Entries from a point annotation set:
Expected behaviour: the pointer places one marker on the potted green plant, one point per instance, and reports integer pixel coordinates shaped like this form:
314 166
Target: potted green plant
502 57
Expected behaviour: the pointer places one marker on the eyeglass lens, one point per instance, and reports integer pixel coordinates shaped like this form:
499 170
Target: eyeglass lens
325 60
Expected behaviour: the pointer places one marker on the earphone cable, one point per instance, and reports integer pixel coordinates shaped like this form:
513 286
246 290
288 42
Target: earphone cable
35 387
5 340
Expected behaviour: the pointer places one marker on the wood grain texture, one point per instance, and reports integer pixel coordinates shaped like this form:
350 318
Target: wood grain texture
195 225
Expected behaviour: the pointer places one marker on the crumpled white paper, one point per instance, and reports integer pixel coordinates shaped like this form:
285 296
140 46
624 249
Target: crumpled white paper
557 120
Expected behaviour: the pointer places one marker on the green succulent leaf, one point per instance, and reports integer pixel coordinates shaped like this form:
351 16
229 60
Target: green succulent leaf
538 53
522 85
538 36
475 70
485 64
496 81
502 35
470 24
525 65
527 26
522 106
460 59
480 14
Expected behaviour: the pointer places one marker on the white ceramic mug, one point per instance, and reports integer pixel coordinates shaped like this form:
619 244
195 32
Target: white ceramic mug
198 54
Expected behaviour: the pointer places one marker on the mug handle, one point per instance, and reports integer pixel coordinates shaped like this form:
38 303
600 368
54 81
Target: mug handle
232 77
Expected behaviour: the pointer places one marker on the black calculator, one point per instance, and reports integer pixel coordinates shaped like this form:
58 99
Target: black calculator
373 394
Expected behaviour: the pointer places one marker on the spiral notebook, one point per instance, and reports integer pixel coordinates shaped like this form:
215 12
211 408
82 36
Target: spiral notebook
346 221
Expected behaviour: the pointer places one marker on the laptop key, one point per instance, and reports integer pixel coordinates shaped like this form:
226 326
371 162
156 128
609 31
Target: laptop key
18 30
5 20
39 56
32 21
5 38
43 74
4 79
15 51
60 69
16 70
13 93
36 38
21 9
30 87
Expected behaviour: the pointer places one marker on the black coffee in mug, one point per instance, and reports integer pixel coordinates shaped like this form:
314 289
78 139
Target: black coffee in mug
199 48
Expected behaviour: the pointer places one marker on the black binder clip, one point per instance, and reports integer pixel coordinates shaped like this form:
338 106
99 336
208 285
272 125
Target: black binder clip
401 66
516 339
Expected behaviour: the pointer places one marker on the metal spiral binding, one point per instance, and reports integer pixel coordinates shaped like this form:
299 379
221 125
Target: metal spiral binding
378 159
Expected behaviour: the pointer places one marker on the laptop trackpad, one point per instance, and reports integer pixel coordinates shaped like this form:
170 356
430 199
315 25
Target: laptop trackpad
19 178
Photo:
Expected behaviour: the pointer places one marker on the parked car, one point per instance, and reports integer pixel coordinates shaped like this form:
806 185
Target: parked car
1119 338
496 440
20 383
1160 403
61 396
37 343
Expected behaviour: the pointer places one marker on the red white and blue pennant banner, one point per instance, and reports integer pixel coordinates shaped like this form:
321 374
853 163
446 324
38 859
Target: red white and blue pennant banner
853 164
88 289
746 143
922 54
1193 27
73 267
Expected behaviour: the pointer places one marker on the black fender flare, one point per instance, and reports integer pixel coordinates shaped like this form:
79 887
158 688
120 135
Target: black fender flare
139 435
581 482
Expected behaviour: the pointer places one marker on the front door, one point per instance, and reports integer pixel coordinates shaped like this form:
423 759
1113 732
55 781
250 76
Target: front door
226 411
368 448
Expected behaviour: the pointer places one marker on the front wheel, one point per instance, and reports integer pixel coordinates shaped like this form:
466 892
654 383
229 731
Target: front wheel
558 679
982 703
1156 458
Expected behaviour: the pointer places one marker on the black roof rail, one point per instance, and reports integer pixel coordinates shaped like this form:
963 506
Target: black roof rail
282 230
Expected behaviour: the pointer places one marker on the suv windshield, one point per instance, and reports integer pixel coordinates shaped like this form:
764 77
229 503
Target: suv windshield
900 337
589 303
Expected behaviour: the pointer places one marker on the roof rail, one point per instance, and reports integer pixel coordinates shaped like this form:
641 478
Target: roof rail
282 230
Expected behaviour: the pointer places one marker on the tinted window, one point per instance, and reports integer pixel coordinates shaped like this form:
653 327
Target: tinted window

**EXERCISE DESCRIPTION:** Each record must be returned exactly as it is written.

**EXPECTED ANSWER:**
Expected behaviour: the pointer places one marker on the potted green plant, one point per instance, and reports integer pixel coordinates shaped like this form:
314 166
Target: potted green plant
502 57
Expected behaviour: the pointer places one marker on the eyeglass lens, one point per instance, and reports integer pixel coordinates shaped like this form:
499 170
Target: eyeglass lens
325 60
Expected behaviour: the pointer places one marker on the earphone cable, one point per instance, and reports integer pixel coordinates shaped like this form:
513 286
246 290
288 42
Target: earphone cable
35 387
5 340
Expected behaviour: the pointer places one marker on the wood grain texture, one point per instance, and reports integer pixel coordinates shaped like this form:
350 318
Target: wood grain texture
195 225
Expected behaviour: the pointer places one marker on the crumpled white paper, one point per instance, and reports integer pixel coordinates shaped like this form:
285 296
140 46
624 249
Target: crumpled white paper
557 120
Expected behaviour: the pointer places one marker on the green succulent leaf, one point per instance, and reports integer pixel coordinates shaped like this form:
351 16
229 60
Target: green succulent leaf
538 53
522 85
538 36
475 70
485 64
496 81
502 35
470 24
525 65
527 26
522 106
460 59
480 14
Expected behaviour: the pointer places one marker on the white ceramic mug, one point per instance, and reports integer pixel coordinates shaped like this form:
619 244
195 32
Target: white ceramic mug
198 54
Expected behaviour: the pointer places one marker on the mug handle, one point per instance, and reports integer pixel coordinates shaped like this form:
38 303
600 368
54 81
Target: mug handle
232 77
Expected behaviour: the pointer places one marker on the black calculator, one point per instance, and reports integer pixel coordinates shaped like this form:
58 99
Target: black calculator
373 394
Expected behaviour: the pointer places one marker on the spiral notebook, one point per instance, and reports integer pixel coordinates shaped like this form:
215 12
211 408
82 36
Target: spiral notebook
346 221
Expected behaviour: the pointer places one marker on the laptop key, one point per instance, and reports integer pixel coordinates shaped like this form:
226 326
371 162
156 128
609 31
Target: laptop key
18 30
5 20
39 56
32 21
5 38
43 74
4 79
15 51
60 69
16 70
13 93
36 38
21 9
30 87
Expected behaviour: the pointer places one marker on the black coffee in mug, one point per instance, and reports integer pixel coordinates shaped like this form:
314 289
78 139
Target: black coffee in mug
199 48
Expected behaviour: the pointer places one marker on the black binder clip, one point per instance, and reports integer pixel coordinates shaped like this form:
338 106
99 336
208 285
272 125
Target: black binder clip
401 66
516 339
Expected behaviour: the pointer places one marker on the metal spiral binding, one point per instance, and reports integer pixel coordinates shaped like this form:
299 379
221 125
Target: metal spiral binding
378 159
Expected behaviour: the pointer places one marker on the laptop trackpad, one point per instance, and reports integer pixel coordinates shaped like this form:
170 356
430 199
315 25
Target: laptop trackpad
19 178
Photo:
Expected behaviour: the pointer places one marker on the parked car, one point per instance, and reports integer pixel coordinates shaped like this form:
806 185
Target: parked car
1119 338
496 440
20 383
1160 403
61 396
37 343
Expected behaviour: the pointer places one marker on the red white and blue pennant banner, one point per instance, and reports integer pixel coordinates shaped like this form:
321 374
853 163
446 324
38 859
Target: red white and blue pennant banner
853 164
88 289
746 143
922 54
1193 27
73 267
Expected behaviour: the pointer places one marker on the black fender flare, one point per instance, and reports integer pixel coordinates shaped like this form:
79 887
158 688
120 135
Target: black fender flare
139 435
581 482
Expected behaviour: the pointer places one marker on the front door, one point per instance, and reports integer pixel coordinates shaped like this form:
423 759
1113 732
55 781
250 76
Target: front door
226 411
368 448
Expected behaviour: the pointer places one marker on the front wheel, one point per instance, and reports integer pixel coordinates shaped like this form:
466 892
654 383
229 731
Target: front wheel
558 679
982 703
1156 458
Expected behaviour: the pointer places one marker on the black roof rail, one point per instance, and reports integer pixel coordinates shaped like this form:
963 506
Target: black roof rail
282 230
Expected behaviour: the pointer places one marker on the suv windshield, one point per instance, and reports integer pixel coordinates shaped like this form:
764 77
229 503
Target: suv windshield
900 337
589 303
Expected behaviour: the pointer places one marker on the roof rail, one point per instance, and reports integer pixel coordinates shaped like this form:
641 478
Target: roof rail
282 230
Expected behaviour: the pointer places one marker on the tinted window, one point per instance, and reports integer pixel coordinates shaped like this form:
653 327
Target: tinted window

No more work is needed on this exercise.